In ELR reporting, the debate over the definition of “questions” (orders) and “answers” (results) is far from over. It has been suggested that LOINC is used for coding laboratory “questions” while SNOMED CT is used for coding the “answers”. [22] Laboratory reports from hospitals in our analysis indicate that LOINC codes are used to code laboratory orders as well as results, illustrating LOINC’s potential to provide codes for “questions” as well as “answers”. On the other hand, there may be unique situations where a SNOMED CT code is required in combination with a LOINC code to fully represent a lab test result. For example, the SNOMED CT system allows coding for certain clinical structures (cervix, urethra), and for certain conditions (e.g., hyperbilirubinemia), that are currently not accounted for in the LOINC system.

Several earlier reports have suggested different mapping strategies to associate laboratory codes to diseases or health conditions [20,36-41]. Our findings suggest that the BioSense surveillance program might be able to focus on a small subset of LOINC and SNOMED CT codes related to diseases or syndromes of interest, as evidenced by the use of a relatively small number of unique LOINC (n= 1,428) and SNOMED CT (n= 608) codes in the data we analyzed compared to the number of codes available. To determine if laboratory data improves syndromic surveillance performance for enhanced outbreak detection and improved situational awareness, an evaluation of syndromic case definitions that incorporate laboratory test order or result information is required.

Some limitations in interpreting our findings should be noted. Non-federal hospitals who participated in BioSense are not a representative sample of all the U.S. hospitals. Use of the convenience sample of facilities that are able and willing to share electronic laboratory data with CDC may limit the generalizability of our findings. Furthermore, laboratory data in this analysis were primarily collected for infectious disease syndromic surveillance purposes. Therefore our findings may not be representative of the use of LOINC and SNOMED CT codes for ELR for all hospital laboratory testing. Completeness of ELR data in BioSense has not been validated prior to this study, which shows that one-third of electronic laboratory records are missing standardized codes or are coded as HL7 null “OTH” for result information that would be necessary for interpretation for surveillance. We are unable to report specific accuracy metrics such as specificity or sensitivity related to LOINC and SNOMED CT due to lack of a reference “gold standard”.

_Activity_.
Answer these questions from the passage on laboratory coding.
(a) Which two clinical structures can be coded in SNOMED CT but are currently not accounted for in LOINC?
(b) How many unique LOINC codes and how many unique SNOMED CT codes appeared in the analyzed data?
(c) What share of electronic laboratory records lack standardized codes or are coded as HL7 null "OTH" for result information?

_Data_.
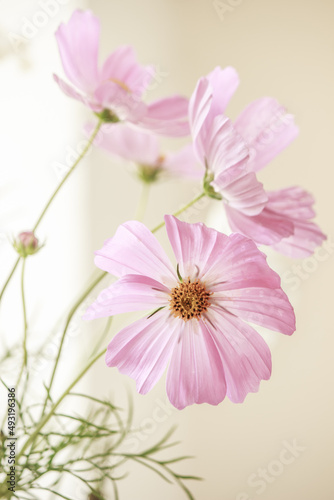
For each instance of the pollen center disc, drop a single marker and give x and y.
(189, 300)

_Response box_.
(a) The cervix and the urethra.
(b) 1,428 unique LOINC codes and 608 unique SNOMED CT codes.
(c) One-third.